▶ [STORED DATA]
* START *

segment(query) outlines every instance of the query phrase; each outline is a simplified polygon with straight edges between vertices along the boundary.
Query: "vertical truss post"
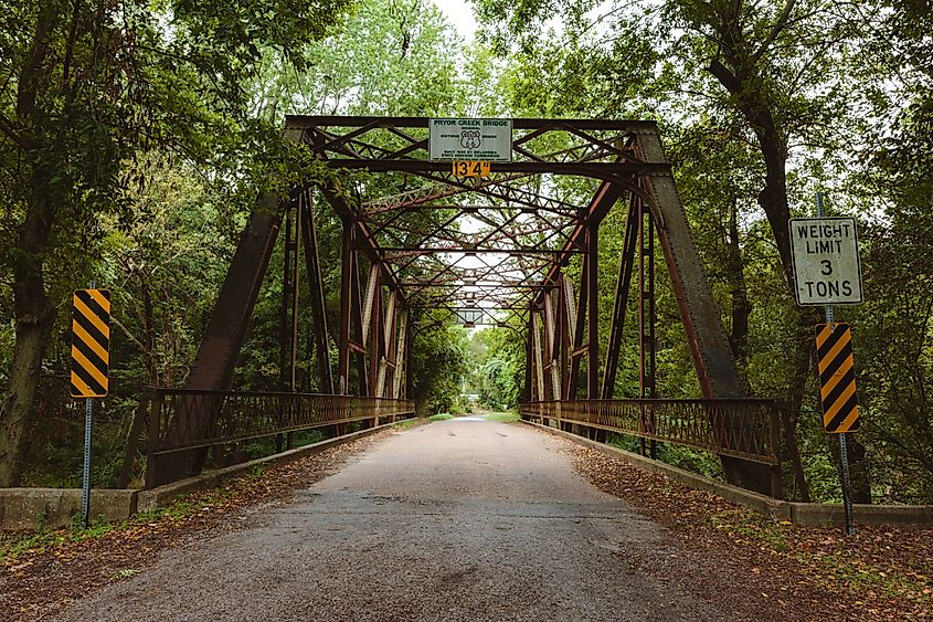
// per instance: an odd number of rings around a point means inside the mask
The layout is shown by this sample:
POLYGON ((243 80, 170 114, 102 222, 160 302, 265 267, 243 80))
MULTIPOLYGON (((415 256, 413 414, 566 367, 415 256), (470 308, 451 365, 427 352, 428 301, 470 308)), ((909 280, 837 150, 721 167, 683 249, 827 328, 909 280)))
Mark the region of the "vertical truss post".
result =
POLYGON ((288 312, 291 308, 291 286, 294 280, 293 272, 293 253, 291 253, 291 236, 294 233, 293 215, 294 210, 289 205, 285 212, 285 239, 283 240, 284 251, 282 253, 282 303, 279 305, 279 320, 278 320, 278 381, 279 389, 286 390, 290 380, 288 372, 289 360, 289 345, 291 323, 288 320, 288 312))
MULTIPOLYGON (((301 224, 304 220, 303 210, 295 205, 295 234, 291 243, 291 344, 289 347, 290 359, 288 361, 289 382, 288 390, 298 390, 298 297, 301 292, 301 271, 298 270, 301 259, 301 224)), ((290 436, 289 436, 290 437, 290 436)))
POLYGON ((568 313, 572 314, 568 326, 571 328, 571 350, 570 350, 570 390, 569 399, 575 400, 580 389, 580 358, 583 356, 583 334, 586 326, 586 303, 589 296, 586 295, 586 287, 589 282, 586 280, 586 262, 589 259, 583 255, 583 270, 580 275, 580 295, 575 296, 573 293, 573 284, 568 278, 565 281, 568 298, 568 313))
POLYGON ((389 304, 385 306, 382 356, 379 359, 379 377, 375 382, 375 397, 384 398, 386 386, 391 386, 390 367, 395 368, 395 289, 389 292, 389 304))
POLYGON ((368 287, 367 292, 367 306, 363 310, 363 329, 365 330, 367 324, 370 327, 369 388, 367 394, 378 398, 379 363, 382 358, 382 283, 379 278, 378 266, 372 266, 370 274, 374 274, 375 277, 370 278, 370 287, 368 287), (365 309, 369 309, 369 313, 365 309))
MULTIPOLYGON (((354 233, 356 236, 356 233, 354 233)), ((350 273, 350 278, 352 281, 350 285, 350 289, 353 292, 352 303, 353 306, 350 309, 350 317, 353 320, 353 329, 357 338, 359 339, 358 342, 352 344, 354 347, 356 352, 356 360, 357 360, 357 391, 360 396, 368 396, 369 394, 369 375, 367 372, 367 356, 365 356, 365 341, 367 341, 367 326, 368 324, 363 321, 363 308, 362 308, 362 291, 360 289, 360 257, 356 250, 352 251, 353 255, 353 270, 350 273)))
POLYGON ((301 214, 301 239, 305 244, 305 272, 308 274, 311 320, 314 321, 315 350, 318 362, 318 390, 333 392, 333 372, 330 368, 330 347, 327 330, 327 307, 324 296, 324 278, 320 272, 320 254, 315 228, 315 213, 311 190, 305 190, 299 197, 301 214))
POLYGON ((590 225, 586 244, 586 398, 600 397, 600 223, 590 225))
POLYGON ((574 304, 571 299, 573 294, 573 284, 565 274, 561 274, 559 282, 560 294, 558 296, 558 304, 560 305, 558 313, 558 342, 560 347, 560 365, 561 372, 561 398, 569 400, 570 397, 570 345, 571 345, 571 316, 573 315, 574 304), (568 287, 570 286, 570 288, 568 287))
MULTIPOLYGON (((651 210, 639 204, 638 214, 638 389, 640 397, 657 398, 657 358, 655 347, 655 225, 651 210)), ((642 425, 655 433, 655 409, 642 407, 642 425)), ((650 441, 650 456, 657 458, 657 442, 650 441)), ((645 455, 645 439, 642 439, 645 455)))
POLYGON ((554 317, 554 296, 549 291, 544 295, 544 339, 545 354, 548 355, 548 369, 551 375, 551 398, 561 399, 561 370, 560 370, 560 344, 558 340, 556 318, 554 317))
POLYGON ((414 348, 415 342, 415 325, 414 319, 412 318, 412 313, 409 309, 405 309, 405 394, 402 397, 409 400, 413 400, 415 397, 414 377, 409 371, 409 361, 412 360, 412 349, 414 348))
POLYGON ((613 315, 609 324, 609 341, 606 347, 606 367, 603 369, 603 387, 600 390, 600 398, 603 400, 611 400, 615 394, 615 378, 618 371, 618 359, 622 354, 622 337, 625 328, 625 310, 628 307, 632 270, 635 264, 640 201, 642 199, 638 196, 635 193, 632 194, 628 203, 628 215, 625 220, 625 238, 623 240, 618 277, 615 285, 613 315))
MULTIPOLYGON (((547 305, 547 298, 544 298, 544 304, 547 305)), ((534 349, 534 384, 538 387, 538 394, 536 396, 536 401, 547 401, 548 400, 548 386, 544 383, 544 358, 543 358, 543 350, 541 342, 541 317, 540 313, 536 312, 533 308, 531 309, 531 319, 532 319, 532 329, 531 335, 533 336, 533 349, 534 349)), ((547 333, 548 328, 544 327, 544 331, 547 333)))
POLYGON ((534 400, 534 391, 531 387, 532 383, 532 348, 533 348, 533 326, 531 321, 531 313, 528 315, 528 325, 524 331, 524 386, 521 390, 521 401, 522 402, 530 402, 534 400))
POLYGON ((401 307, 399 309, 399 341, 395 348, 395 372, 392 377, 392 397, 397 399, 403 398, 402 389, 405 386, 405 375, 409 372, 409 360, 406 352, 409 348, 409 309, 401 307))
POLYGON ((340 342, 337 362, 337 392, 350 392, 350 325, 353 295, 353 223, 343 220, 343 240, 340 247, 340 342))
MULTIPOLYGON (((278 319, 278 382, 279 390, 290 390, 291 377, 294 366, 288 363, 294 360, 294 351, 291 349, 291 326, 294 321, 289 321, 289 312, 294 314, 291 288, 295 285, 293 272, 297 272, 293 256, 293 234, 295 228, 293 225, 293 217, 298 210, 289 204, 285 211, 285 238, 283 240, 282 251, 282 304, 279 306, 278 319)), ((284 413, 279 413, 283 415, 284 413)), ((275 450, 282 452, 285 442, 283 434, 275 435, 275 450)))

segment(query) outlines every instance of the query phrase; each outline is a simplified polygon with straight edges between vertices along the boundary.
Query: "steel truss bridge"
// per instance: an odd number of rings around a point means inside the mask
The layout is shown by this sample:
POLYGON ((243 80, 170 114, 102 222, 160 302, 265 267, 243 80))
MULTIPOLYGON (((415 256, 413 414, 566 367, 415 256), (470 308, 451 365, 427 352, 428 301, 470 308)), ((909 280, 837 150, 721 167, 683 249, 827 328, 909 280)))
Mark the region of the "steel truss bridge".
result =
POLYGON ((603 440, 632 434, 643 452, 654 453, 656 441, 708 450, 730 482, 780 496, 778 405, 750 399, 736 375, 656 124, 513 119, 512 127, 512 161, 463 178, 449 162, 428 161, 427 118, 289 116, 285 136, 304 175, 287 196, 258 198, 187 386, 147 397, 147 486, 199 473, 210 449, 224 443, 413 415, 413 334, 459 321, 522 333, 523 418, 603 440), (626 224, 611 328, 601 336, 600 225, 613 209, 625 210, 626 224), (321 210, 342 223, 333 333, 316 230, 321 210), (288 390, 234 391, 279 235, 288 390), (656 243, 703 399, 657 394, 656 243), (307 301, 299 301, 303 273, 307 301), (640 394, 615 399, 633 288, 640 394), (299 305, 310 308, 320 393, 296 390, 299 305))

* END *

▶ [GIVEN TASK]
Rewrite all of the data above, changing every "simplified polygon" to "reduced polygon" and keeping everything else the same. Omit the pictures from your copy.

▶ [EXPECTED OUTPUT]
segment(query) outlines every instance of the query phrase; each outline is a reduced polygon with straight edges between vertices along the boundary.
Query: "vertical truss post"
// per instance: an odd number of rings around a point means inside the mask
The layout is shown by this sample:
POLYGON ((243 80, 170 114, 102 222, 160 302, 265 267, 243 80))
MULTIPOLYGON (((415 256, 413 414, 566 367, 415 256), (470 308, 451 365, 427 352, 428 301, 470 308)), ((909 280, 837 150, 721 167, 683 249, 827 328, 909 280)))
Mark the region of the "vertical truss post".
result =
POLYGON ((288 312, 291 308, 291 286, 294 280, 293 272, 293 253, 291 253, 291 236, 294 233, 293 215, 294 210, 289 205, 285 212, 285 239, 283 240, 284 251, 282 253, 282 303, 279 305, 279 320, 278 320, 278 381, 279 389, 286 390, 290 380, 288 372, 289 360, 289 345, 291 323, 288 320, 288 312))
MULTIPOLYGON (((301 224, 304 220, 303 210, 295 205, 295 234, 291 243, 291 344, 289 347, 290 359, 288 361, 289 382, 288 390, 298 390, 298 297, 301 292, 301 271, 298 270, 301 259, 301 224)), ((290 436, 289 436, 290 437, 290 436)))
POLYGON ((568 313, 572 314, 568 326, 571 328, 571 350, 570 350, 570 390, 569 399, 575 400, 580 389, 580 358, 583 356, 583 334, 586 326, 586 303, 589 296, 586 295, 586 287, 589 282, 586 280, 586 262, 589 259, 583 255, 583 270, 580 275, 580 295, 575 296, 573 293, 573 284, 568 278, 565 281, 568 298, 568 313))
POLYGON ((389 304, 385 306, 382 356, 379 359, 379 377, 375 382, 375 397, 384 398, 386 386, 391 386, 390 367, 395 368, 395 289, 389 292, 389 304))
POLYGON ((368 287, 367 292, 367 306, 363 310, 363 329, 365 330, 367 324, 370 327, 369 388, 367 394, 378 398, 379 363, 382 358, 382 283, 379 278, 378 266, 372 266, 370 274, 374 274, 375 277, 370 278, 370 287, 368 287), (365 309, 369 309, 369 313, 365 309))
MULTIPOLYGON (((354 233, 356 236, 356 233, 354 233)), ((350 273, 350 278, 352 281, 350 285, 350 289, 353 292, 352 303, 353 306, 350 309, 350 317, 353 320, 353 329, 357 338, 359 339, 358 342, 352 344, 354 347, 356 352, 356 360, 357 360, 357 391, 360 396, 368 396, 369 394, 369 375, 367 372, 367 356, 365 356, 365 341, 367 341, 367 326, 368 324, 363 321, 363 308, 362 308, 362 291, 360 289, 360 257, 356 250, 352 251, 353 255, 353 270, 350 273)))
POLYGON ((301 214, 301 239, 305 244, 305 272, 308 274, 311 320, 314 321, 315 350, 318 362, 318 390, 333 392, 333 372, 330 368, 330 347, 327 330, 327 307, 324 296, 324 278, 320 272, 320 254, 315 228, 315 213, 311 190, 305 190, 299 197, 301 214))
POLYGON ((590 225, 586 244, 586 398, 600 397, 600 223, 590 225))
POLYGON ((574 304, 571 299, 573 294, 573 284, 565 274, 561 274, 559 282, 560 294, 558 296, 558 304, 560 305, 558 313, 558 342, 560 347, 560 365, 561 372, 561 398, 569 400, 570 397, 570 345, 571 345, 571 316, 573 315, 574 304), (568 287, 570 286, 570 288, 568 287))
MULTIPOLYGON (((651 210, 639 204, 638 214, 638 389, 640 397, 657 398, 657 358, 655 347, 655 225, 651 210)), ((642 425, 655 433, 655 409, 642 407, 642 425)), ((650 441, 650 456, 657 458, 657 442, 650 441)), ((645 455, 645 439, 642 439, 645 455)))
POLYGON ((554 317, 554 296, 549 291, 544 295, 544 339, 545 354, 548 355, 548 369, 551 375, 551 398, 561 399, 561 370, 560 370, 560 344, 558 340, 556 318, 554 317))
POLYGON ((414 348, 415 342, 415 325, 414 319, 412 318, 412 313, 409 309, 405 309, 405 394, 402 397, 409 400, 413 400, 415 397, 414 377, 409 371, 409 361, 412 360, 412 349, 414 348))
POLYGON ((613 315, 609 324, 609 341, 606 347, 606 367, 603 369, 603 387, 600 390, 600 398, 603 400, 611 400, 615 394, 615 378, 618 371, 618 359, 622 354, 622 337, 625 328, 625 310, 628 307, 632 270, 635 264, 640 201, 642 199, 638 196, 635 193, 632 194, 628 203, 628 215, 625 220, 625 238, 623 240, 618 277, 615 285, 613 315))
MULTIPOLYGON (((547 305, 547 298, 544 298, 544 304, 547 305)), ((534 349, 534 384, 538 387, 538 394, 536 396, 536 401, 547 401, 548 400, 548 386, 544 383, 544 358, 543 358, 543 350, 541 342, 541 317, 540 313, 536 312, 533 308, 531 309, 531 319, 532 319, 532 329, 531 335, 533 336, 533 349, 534 349)), ((547 333, 548 328, 544 327, 544 331, 547 333)))
POLYGON ((534 400, 534 391, 531 387, 532 383, 532 348, 533 348, 533 326, 531 321, 531 313, 528 315, 528 325, 524 331, 524 386, 521 390, 521 401, 522 402, 530 402, 534 400))
POLYGON ((401 307, 399 309, 399 341, 395 348, 395 372, 392 377, 392 397, 397 399, 403 398, 402 389, 405 386, 405 375, 409 372, 409 360, 406 352, 409 348, 409 309, 401 307))
POLYGON ((340 342, 337 362, 337 392, 350 392, 350 325, 353 295, 353 223, 343 220, 343 240, 340 247, 340 342))
MULTIPOLYGON (((278 319, 278 382, 279 390, 290 390, 291 377, 294 366, 288 363, 294 360, 294 351, 291 349, 291 326, 294 321, 289 321, 289 312, 294 314, 291 288, 295 285, 293 272, 297 272, 293 256, 293 234, 295 228, 293 225, 293 217, 298 210, 289 204, 285 211, 285 238, 283 240, 282 251, 282 304, 279 306, 278 319)), ((284 413, 279 413, 283 415, 284 413)), ((275 450, 282 452, 285 442, 283 434, 275 435, 275 450)))

segment(query) outlines every instance of the query phrase; each outline is a reduced polygon with straight edges between vertices along the boundary.
Query: "steel truss bridge"
// per instance: an odd number of rings around a point means inside the mask
The layout is shown by this sample:
POLYGON ((243 80, 170 114, 102 222, 160 302, 265 267, 243 80))
MULTIPOLYGON (((415 256, 413 414, 566 367, 415 256), (470 308, 451 365, 427 352, 428 301, 470 308)), ((909 280, 837 150, 721 167, 683 249, 827 328, 909 280)))
Mark the region of the "steel truss bridge".
result =
POLYGON ((603 440, 632 434, 643 452, 654 453, 656 441, 708 450, 730 482, 780 496, 778 405, 750 399, 736 375, 656 124, 513 119, 512 127, 512 161, 463 178, 449 162, 428 161, 427 118, 289 116, 285 136, 304 175, 287 196, 258 198, 187 386, 147 397, 147 486, 199 473, 210 449, 224 443, 413 415, 413 334, 459 321, 522 333, 523 418, 603 440), (626 224, 611 328, 601 336, 600 225, 613 209, 625 210, 626 224), (321 210, 342 223, 333 333, 316 230, 321 210), (288 390, 234 391, 279 235, 288 390), (656 243, 703 399, 657 394, 656 243), (307 301, 299 301, 303 273, 307 301), (640 394, 615 399, 633 288, 640 394), (299 305, 310 308, 320 393, 296 390, 299 305))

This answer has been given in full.